• _TASK BRIEF_: Count the lines in the records below that contain the string "office". Output only that count.

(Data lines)
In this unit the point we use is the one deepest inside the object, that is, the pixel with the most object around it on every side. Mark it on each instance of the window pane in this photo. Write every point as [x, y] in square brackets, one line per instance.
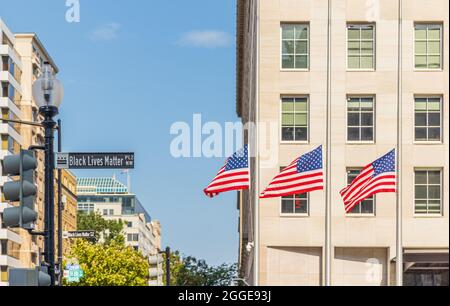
[434, 192]
[353, 134]
[366, 47]
[367, 134]
[421, 177]
[421, 134]
[288, 61]
[434, 47]
[353, 62]
[301, 62]
[288, 134]
[287, 207]
[434, 34]
[434, 105]
[288, 47]
[353, 47]
[288, 105]
[301, 32]
[353, 119]
[421, 61]
[301, 47]
[421, 119]
[353, 33]
[301, 105]
[421, 192]
[301, 134]
[367, 119]
[288, 119]
[367, 33]
[288, 31]
[421, 33]
[367, 62]
[434, 61]
[421, 47]
[434, 134]
[301, 120]
[434, 177]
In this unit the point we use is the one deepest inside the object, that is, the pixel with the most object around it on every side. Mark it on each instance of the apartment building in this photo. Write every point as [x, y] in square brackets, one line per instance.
[111, 199]
[296, 60]
[22, 58]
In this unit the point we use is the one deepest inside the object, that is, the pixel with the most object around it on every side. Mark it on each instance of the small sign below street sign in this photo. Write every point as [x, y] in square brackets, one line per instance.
[94, 160]
[79, 234]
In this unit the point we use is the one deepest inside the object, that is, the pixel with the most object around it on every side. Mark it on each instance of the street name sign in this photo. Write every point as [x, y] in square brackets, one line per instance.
[78, 234]
[94, 160]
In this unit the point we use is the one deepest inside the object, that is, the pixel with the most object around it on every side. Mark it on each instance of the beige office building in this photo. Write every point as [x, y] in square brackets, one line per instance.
[22, 58]
[291, 69]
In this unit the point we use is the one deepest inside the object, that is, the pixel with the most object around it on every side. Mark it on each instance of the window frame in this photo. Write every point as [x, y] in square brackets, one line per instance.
[374, 198]
[308, 45]
[441, 199]
[361, 142]
[308, 117]
[294, 214]
[442, 130]
[374, 47]
[441, 26]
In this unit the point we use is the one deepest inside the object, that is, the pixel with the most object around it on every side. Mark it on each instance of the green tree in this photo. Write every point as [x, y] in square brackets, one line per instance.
[111, 264]
[193, 272]
[108, 230]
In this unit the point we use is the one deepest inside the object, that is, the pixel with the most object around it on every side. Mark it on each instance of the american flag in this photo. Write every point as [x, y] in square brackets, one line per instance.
[235, 175]
[303, 175]
[378, 177]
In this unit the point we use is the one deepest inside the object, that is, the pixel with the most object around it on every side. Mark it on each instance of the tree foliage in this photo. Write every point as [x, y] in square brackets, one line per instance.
[193, 272]
[111, 264]
[106, 230]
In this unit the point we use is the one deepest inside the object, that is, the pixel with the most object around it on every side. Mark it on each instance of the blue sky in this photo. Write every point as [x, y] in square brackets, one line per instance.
[132, 68]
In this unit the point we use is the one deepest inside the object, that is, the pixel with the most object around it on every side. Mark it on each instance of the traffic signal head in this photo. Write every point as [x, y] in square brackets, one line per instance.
[22, 190]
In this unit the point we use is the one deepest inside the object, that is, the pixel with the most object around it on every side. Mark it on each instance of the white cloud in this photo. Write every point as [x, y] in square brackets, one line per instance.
[106, 32]
[206, 39]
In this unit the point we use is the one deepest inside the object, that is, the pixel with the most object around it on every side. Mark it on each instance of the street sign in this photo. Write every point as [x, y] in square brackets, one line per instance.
[73, 273]
[94, 160]
[79, 234]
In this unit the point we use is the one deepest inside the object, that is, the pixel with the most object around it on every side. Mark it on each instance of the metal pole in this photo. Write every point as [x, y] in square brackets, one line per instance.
[60, 210]
[399, 216]
[167, 266]
[328, 159]
[49, 125]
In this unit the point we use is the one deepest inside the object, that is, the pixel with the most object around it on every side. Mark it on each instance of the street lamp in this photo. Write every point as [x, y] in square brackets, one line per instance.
[48, 94]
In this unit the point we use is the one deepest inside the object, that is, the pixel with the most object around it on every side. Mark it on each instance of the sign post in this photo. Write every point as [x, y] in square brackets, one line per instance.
[95, 161]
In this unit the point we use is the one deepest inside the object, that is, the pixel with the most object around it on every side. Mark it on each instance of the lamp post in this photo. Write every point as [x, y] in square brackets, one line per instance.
[48, 93]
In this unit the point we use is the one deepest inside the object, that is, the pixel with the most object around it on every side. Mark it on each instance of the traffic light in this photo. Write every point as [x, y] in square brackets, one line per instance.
[156, 271]
[37, 277]
[22, 190]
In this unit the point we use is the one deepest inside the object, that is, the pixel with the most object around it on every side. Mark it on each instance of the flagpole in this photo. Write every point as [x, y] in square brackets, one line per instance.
[328, 248]
[399, 214]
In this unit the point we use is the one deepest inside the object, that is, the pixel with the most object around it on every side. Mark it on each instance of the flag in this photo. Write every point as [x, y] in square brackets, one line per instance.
[303, 175]
[378, 177]
[235, 175]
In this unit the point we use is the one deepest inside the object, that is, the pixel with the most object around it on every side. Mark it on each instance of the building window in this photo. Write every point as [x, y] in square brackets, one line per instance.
[428, 194]
[295, 46]
[360, 119]
[295, 204]
[428, 46]
[427, 118]
[360, 46]
[365, 207]
[4, 274]
[295, 119]
[133, 237]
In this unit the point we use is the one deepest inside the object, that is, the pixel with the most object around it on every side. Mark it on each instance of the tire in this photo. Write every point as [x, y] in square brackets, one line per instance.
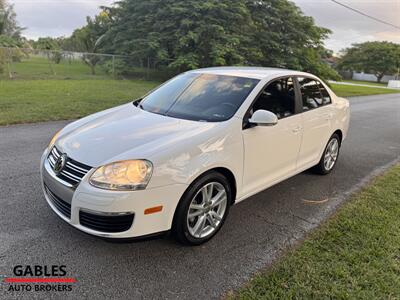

• _OUTPUT FOR THIS EXERCISE_: 1